▶ _Task to carry out_
Copy each of the entries below word for word, and leave the pictures out of your answer.

## start Data provided

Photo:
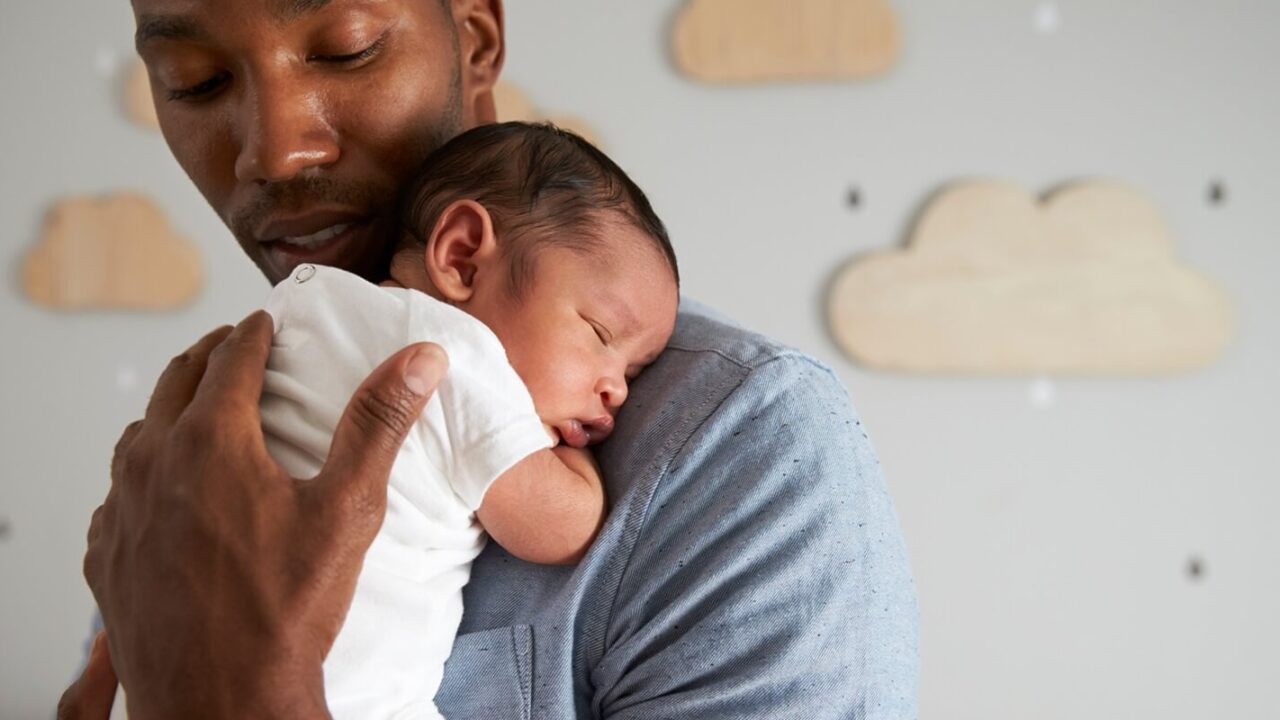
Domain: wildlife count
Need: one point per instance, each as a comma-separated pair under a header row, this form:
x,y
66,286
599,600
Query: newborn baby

## end Data provided

▶ _Reply_
Photo:
Domain: wildlife count
Need: one point per instance, each as a comma-separated pair under a header row, this form:
x,y
66,286
599,600
Query: newborn baby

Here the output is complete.